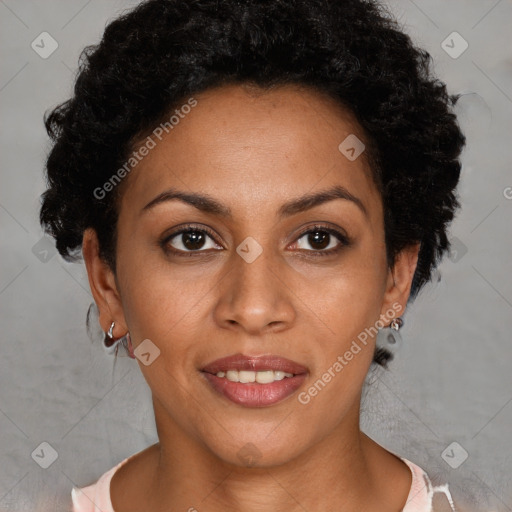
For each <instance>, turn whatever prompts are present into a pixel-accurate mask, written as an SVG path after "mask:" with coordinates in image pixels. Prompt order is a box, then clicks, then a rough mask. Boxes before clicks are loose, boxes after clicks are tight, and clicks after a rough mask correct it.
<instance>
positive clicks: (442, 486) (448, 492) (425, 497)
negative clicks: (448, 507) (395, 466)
mask: <svg viewBox="0 0 512 512" xmlns="http://www.w3.org/2000/svg"><path fill="white" fill-rule="evenodd" d="M400 458H401V459H402V460H403V461H404V462H405V463H406V464H407V466H408V467H409V469H410V470H411V473H412V483H411V490H410V491H409V496H408V497H407V502H406V504H405V507H404V508H403V509H402V512H433V500H434V495H435V494H438V493H439V494H443V495H444V497H445V498H446V503H447V505H449V507H450V509H451V510H452V511H453V512H457V511H456V509H455V505H454V503H453V499H452V496H451V494H450V490H449V488H448V484H445V485H439V486H434V485H432V482H431V480H430V478H429V476H428V475H427V473H426V472H425V471H424V470H423V469H422V468H420V467H419V466H418V465H416V464H414V462H411V461H410V460H407V459H404V458H403V457H400Z"/></svg>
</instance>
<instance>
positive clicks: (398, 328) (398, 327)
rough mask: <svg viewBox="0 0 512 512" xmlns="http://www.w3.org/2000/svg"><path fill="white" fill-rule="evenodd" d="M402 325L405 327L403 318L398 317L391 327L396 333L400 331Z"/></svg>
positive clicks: (391, 324)
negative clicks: (397, 331)
mask: <svg viewBox="0 0 512 512" xmlns="http://www.w3.org/2000/svg"><path fill="white" fill-rule="evenodd" d="M402 325H404V321H403V320H402V318H401V317H399V316H398V317H396V318H393V320H392V321H391V323H390V324H389V327H391V329H394V330H395V331H399V330H400V327H402Z"/></svg>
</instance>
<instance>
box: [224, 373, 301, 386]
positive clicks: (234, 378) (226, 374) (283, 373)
mask: <svg viewBox="0 0 512 512" xmlns="http://www.w3.org/2000/svg"><path fill="white" fill-rule="evenodd" d="M217 377H221V378H222V377H225V378H226V379H228V380H229V381H231V382H241V383H243V384H246V383H249V382H258V383H259V384H270V383H272V382H274V381H276V380H283V379H284V378H285V377H288V378H289V377H293V373H287V372H281V371H273V370H264V371H261V372H253V371H250V370H240V371H239V370H228V371H227V372H217Z"/></svg>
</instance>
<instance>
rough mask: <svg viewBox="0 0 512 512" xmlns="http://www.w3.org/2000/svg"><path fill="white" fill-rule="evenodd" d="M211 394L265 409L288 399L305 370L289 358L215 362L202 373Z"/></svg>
mask: <svg viewBox="0 0 512 512" xmlns="http://www.w3.org/2000/svg"><path fill="white" fill-rule="evenodd" d="M201 372H202V374H203V375H204V377H205V379H206V381H207V382H208V384H209V385H210V387H211V389H212V391H214V392H216V393H218V394H220V395H222V396H224V397H225V398H227V399H228V400H230V401H231V402H234V403H236V404H238V405H241V406H244V407H268V406H270V405H273V404H276V403H278V402H281V401H282V400H284V399H285V398H288V397H289V396H291V395H292V394H293V393H295V391H297V389H298V388H299V387H300V386H301V385H302V383H303V382H304V380H305V379H306V377H307V374H308V369H307V368H306V367H304V366H302V365H300V364H298V363H296V362H294V361H291V360H289V359H286V358H283V357H278V356H272V355H270V356H269V355H266V356H246V355H243V354H235V355H233V356H229V357H225V358H222V359H217V360H215V361H213V362H211V363H209V364H208V365H206V366H205V367H204V368H203V369H202V370H201Z"/></svg>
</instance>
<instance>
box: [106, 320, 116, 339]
mask: <svg viewBox="0 0 512 512" xmlns="http://www.w3.org/2000/svg"><path fill="white" fill-rule="evenodd" d="M115 325H116V323H115V322H112V323H111V324H110V329H109V330H108V332H107V336H108V337H109V338H110V339H113V338H114V326H115Z"/></svg>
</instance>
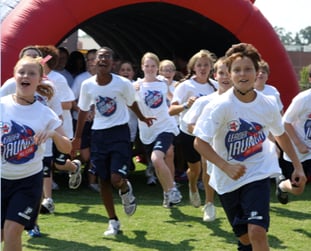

→ **EXERCISE PROMPT**
Emit the lines of the material exactly, from its first line to the line containing "positive clicks: (442, 486)", inclusive; leave every picture out.

→ **OUTPUT OF THE EXERCISE**
For each <instance>, turn whatever prompts are present into a pixel-accurate mask, written as an SVG path after "mask:" with coordinates in image pixels. Prompt order is a box, then clicks, then a rough mask. Boxes before clicks are loose, boxes after clicks are tight, and clicks after a rough mask correct it.
<instance>
positive clicks: (442, 486) (448, 492) (425, 497)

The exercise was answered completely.